**TASK STATEMENT**
Return the listing below unchanged, minus its pictures.

**INFORMATION GIVEN**
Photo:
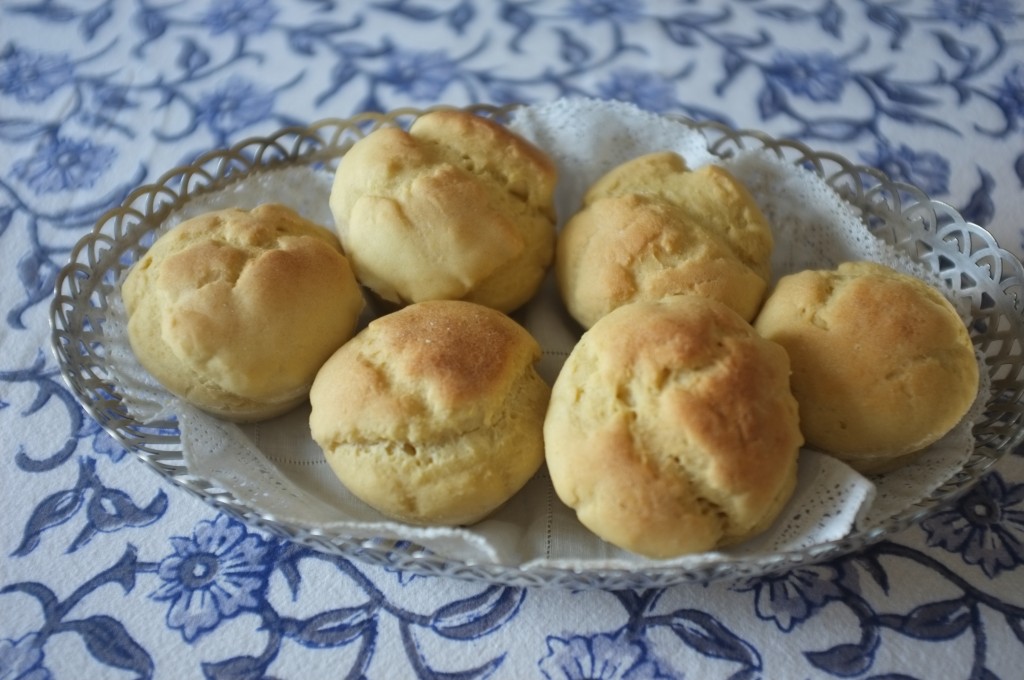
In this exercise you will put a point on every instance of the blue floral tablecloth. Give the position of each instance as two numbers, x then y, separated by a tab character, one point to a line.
107	570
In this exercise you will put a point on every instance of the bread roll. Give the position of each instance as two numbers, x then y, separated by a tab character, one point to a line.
433	414
457	208
236	310
672	428
651	227
882	364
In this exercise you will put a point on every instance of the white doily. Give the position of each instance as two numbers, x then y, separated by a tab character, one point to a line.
275	468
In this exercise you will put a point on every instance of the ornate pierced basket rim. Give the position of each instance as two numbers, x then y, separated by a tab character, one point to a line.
75	342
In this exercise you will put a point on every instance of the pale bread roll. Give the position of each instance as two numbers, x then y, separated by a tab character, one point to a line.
235	310
672	428
652	227
882	364
433	414
457	208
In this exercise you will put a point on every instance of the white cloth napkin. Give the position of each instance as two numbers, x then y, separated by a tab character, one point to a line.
275	468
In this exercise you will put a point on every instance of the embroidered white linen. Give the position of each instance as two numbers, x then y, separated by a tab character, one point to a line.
276	469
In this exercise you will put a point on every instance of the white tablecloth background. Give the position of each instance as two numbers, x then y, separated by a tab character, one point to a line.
105	570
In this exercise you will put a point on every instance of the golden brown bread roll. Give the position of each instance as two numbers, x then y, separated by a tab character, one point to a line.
236	310
457	208
433	414
652	227
882	364
672	428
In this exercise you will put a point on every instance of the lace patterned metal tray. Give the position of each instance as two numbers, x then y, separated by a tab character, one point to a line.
965	255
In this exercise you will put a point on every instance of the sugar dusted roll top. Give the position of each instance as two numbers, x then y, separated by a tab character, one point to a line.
457	208
672	428
236	310
653	227
433	414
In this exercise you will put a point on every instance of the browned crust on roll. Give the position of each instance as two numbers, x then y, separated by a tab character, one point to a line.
883	365
433	414
672	428
652	227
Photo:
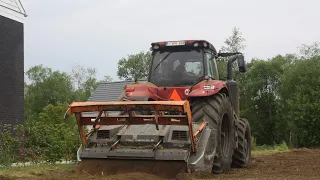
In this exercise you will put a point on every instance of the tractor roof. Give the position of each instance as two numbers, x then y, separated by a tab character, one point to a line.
183	43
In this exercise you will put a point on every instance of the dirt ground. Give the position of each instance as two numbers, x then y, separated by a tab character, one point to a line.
297	164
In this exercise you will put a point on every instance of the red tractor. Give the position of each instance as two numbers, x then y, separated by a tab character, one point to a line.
195	115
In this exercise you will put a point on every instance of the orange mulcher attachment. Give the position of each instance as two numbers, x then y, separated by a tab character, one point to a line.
127	137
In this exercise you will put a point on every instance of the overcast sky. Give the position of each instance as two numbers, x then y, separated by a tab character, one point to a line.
62	33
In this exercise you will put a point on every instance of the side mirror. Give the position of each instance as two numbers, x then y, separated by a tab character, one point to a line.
241	64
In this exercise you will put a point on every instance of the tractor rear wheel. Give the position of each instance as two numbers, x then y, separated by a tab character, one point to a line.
217	111
241	157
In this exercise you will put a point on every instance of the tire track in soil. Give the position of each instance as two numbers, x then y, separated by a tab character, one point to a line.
297	164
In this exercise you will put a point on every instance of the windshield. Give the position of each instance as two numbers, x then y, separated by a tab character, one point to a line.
180	68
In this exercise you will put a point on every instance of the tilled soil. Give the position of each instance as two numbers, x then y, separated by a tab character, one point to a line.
297	164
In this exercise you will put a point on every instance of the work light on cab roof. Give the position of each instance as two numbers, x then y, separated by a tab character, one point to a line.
183	43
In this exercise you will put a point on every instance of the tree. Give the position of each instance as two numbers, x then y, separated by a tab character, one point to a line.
300	102
135	66
84	81
308	51
234	43
46	87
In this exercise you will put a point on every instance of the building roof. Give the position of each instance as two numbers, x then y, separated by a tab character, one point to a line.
12	9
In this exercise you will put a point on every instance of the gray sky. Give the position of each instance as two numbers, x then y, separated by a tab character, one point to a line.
63	33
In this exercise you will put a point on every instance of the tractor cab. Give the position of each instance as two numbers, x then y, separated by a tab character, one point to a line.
182	63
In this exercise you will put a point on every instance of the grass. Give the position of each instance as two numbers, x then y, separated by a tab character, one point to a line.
43	169
35	170
264	149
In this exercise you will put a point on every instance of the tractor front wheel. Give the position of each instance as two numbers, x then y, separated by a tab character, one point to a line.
217	111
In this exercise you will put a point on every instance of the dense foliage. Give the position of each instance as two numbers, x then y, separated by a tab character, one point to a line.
280	97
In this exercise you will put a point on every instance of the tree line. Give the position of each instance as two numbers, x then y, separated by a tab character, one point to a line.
280	97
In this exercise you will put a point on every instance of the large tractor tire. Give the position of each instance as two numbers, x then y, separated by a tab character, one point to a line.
242	155
217	111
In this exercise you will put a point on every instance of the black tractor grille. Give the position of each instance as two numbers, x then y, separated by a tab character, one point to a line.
179	135
103	134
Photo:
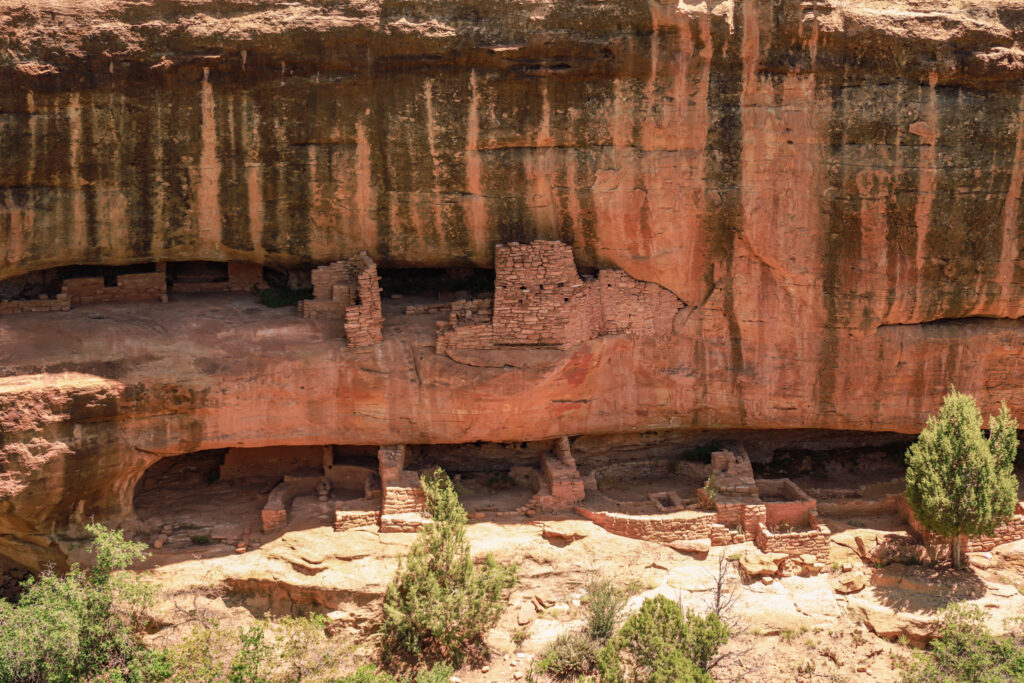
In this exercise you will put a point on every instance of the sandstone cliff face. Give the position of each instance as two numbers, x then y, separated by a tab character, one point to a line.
827	186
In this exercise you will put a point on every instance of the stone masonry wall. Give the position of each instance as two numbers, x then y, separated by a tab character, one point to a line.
814	542
403	503
540	300
134	287
685	525
365	317
350	291
59	302
241	278
634	307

**FINAL ANSWER**
Photo:
In this exercise you will put a point on every instance of the blue floral tablecloth. Give the position of each instance as two numbers, x then y, separated by a tab character, one point to a line.
107	570
In this exercise you will put a point on every instance of the bread roll. Give the position of each instance as two numbers, x then y, separated by a tab character, one point to a line.
433	414
457	208
236	310
672	428
651	227
882	364
In this exercise you will put a point on every instance of the white doily. Give the position of each instance as two numbers, x then y, separated by a tab character, one point to a line.
275	468
In this exercise you will put a point on every instance of the ornate pierced basket rim. Give the position of each instance as two numbers, x then y, separated by a tab character, one point to a line.
75	342
In this exercise you will put a point on every instance of the pale bread roll. Give the position of each instance as two numbers, x then y, separated by a tab character, one point to a line.
235	310
672	428
652	227
882	364
433	414
457	208
In this exercise you will put a point on every instance of the white cloth napkin. Give the position of each instance as two numbers, x then y, separated by a tab character, one point to a line.
275	468
In this exercise you will put a point on every instance of the embroidered white linen. Give the position of each instance as two numbers, x then y, separated by a tab character, one point to a line.
276	469
In this exercise you will put a point on every instance of the white tablecloth background. Give the position of each instance as two numbers, x then y, separated by a tab character, one point to a line.
105	570
In this exercise you will put a point on every instance of the golden brown bread roll. Give the position of each instance as two numbers, x then y, separated by a tab character, one point to a line.
236	310
457	208
433	414
652	227
882	364
672	428
In this exercise you will put a point on every instance of the lace patterned metal tray. Give the position of each instance as two numbers, x then y, separated by a tab character, one point to a line.
965	255
In this exercise you will put a point on every instance of the sugar dusted roll top. Give the position of each instance as two numbers, x then y, separated by a tab character, one point to a line.
457	208
672	428
236	310
653	227
433	414
In this exercise you will put a point on every instance of the browned crust on roll. Give the position of each instance as two numbers, x then y, separated by a tab character, one point to a line.
883	365
433	414
672	428
652	227
Photo:
In this exercise you will put a point on every instance of the tractor roof. Give the position of each instance as two numbers, x then y, separated by a tab character, one point to a line.
183	43
In this exercise you will put a point on every instance of the dirt ground. Give the position of each instance as two numbers, x then y, separated by a tab character, one point to a line.
297	164
In this exercise you will put a point on every instance of the red tractor. Give the position of each instance as two numbers, x then y, separated by a tab character, one point to a line.
195	115
In this exercise you will put a point on every instance of the orange mulcher attachment. Give the position of each instance as two numbers, x then y, separated by a tab character, one point to a line.
127	137
In this exercise you will put a point on every instance of the overcast sky. Give the position of each instance as two numbers, x then y, separated by a tab character, one point to a line.
62	33
In this exercise you will put a point on every instance of the side mirror. Give the position of each instance as two numbers, x then y, separated by a tab character, one point to a line.
241	64
In this exercise you will put a point on every instance of the tractor rear wheel. Give the position of each instance as two numbers, x then y, separated by a tab character, one point to a line.
217	111
241	157
In this exercise you will put a point on every instance of the tire track in soil. Give the position of each instance as two numbers, x then y, separated by a tab character, one point to a line.
297	164
In this exercise you will put a point on every instance of the windshield. Give the position of each instance as two numbers, x then y, separated by a tab character, one point to a line.
180	68
In this exercise you will put a point on every instance of the tilled soil. Give the position of each instance as two numbers, x then y, separated by a tab character, one point to a line.
297	164
In this exercise you will put a point on every instance of the work light on cab roof. Give the position of each instance as two numbers, x then y, separated by a tab character, one point to a line.
183	43
In this exercise you will put a point on every instance of the tree. Give the position of each instance as two numbers, x then y, separated by a tab character, one point to a line.
300	102
135	66
84	81
308	51
234	43
46	87
In this exercise you will put a point on every instance of the building roof. Give the position of each instance as two numbers, x then y, separated by a tab character, one point to a line.
12	9
In this exercise you will put a point on every instance of the gray sky. Give the position of each instance as two numbers, x then y, separated by a tab character, one point to a line.
63	33
In this exercise you will put a point on every instance of the tractor cab. Give the position of each instance as two numbers, x then y, separated by a tab character, one point to a line.
182	63
In this exercise you will put a point on every instance of the grass. Give the position of each instance as two numbers, x then y, separated by a tab character, one point to a line.
43	169
35	170
264	149
In this exercise you will put a point on every instance of the tractor front wheel. Give the position of each instance as two numbers, x then y, separated by a tab character, one point to a line.
217	111
In this exercise you will put a point on every instance of the dense foliage. Give the position of each instance as two numbers, x then y, separated by a tab character, one point to a line.
280	97
In this exercise you will put a point on every instance of the tree line. Give the position of each instance as two numbers, x then y, separated by a tab character, one point to a line.
280	97
In this exercise you will put a point on every instance of the large tractor tire. Give the position of each instance as two numbers, x then y, separated by a tab character, one point to a line.
242	155
217	111
In this exercise you will put a point on every instance of the black tractor grille. Give the position of each instance as two numbers, x then y, separated by a tab character, one point to a line.
179	135
103	134
Photo:
In this exercise you will put a point on every instance of the sandstone cliff face. Give the position of each instance as two numbers, x then y, separated by a tab character, one point to a line.
827	186
In this exercise you will put a point on every instance of the stone masonry wall. Give the position of each instance as two numbers, x then y, separated by a tab character, one point to a line.
814	542
403	503
540	300
134	287
685	525
365	317
350	291
59	302
241	278
634	307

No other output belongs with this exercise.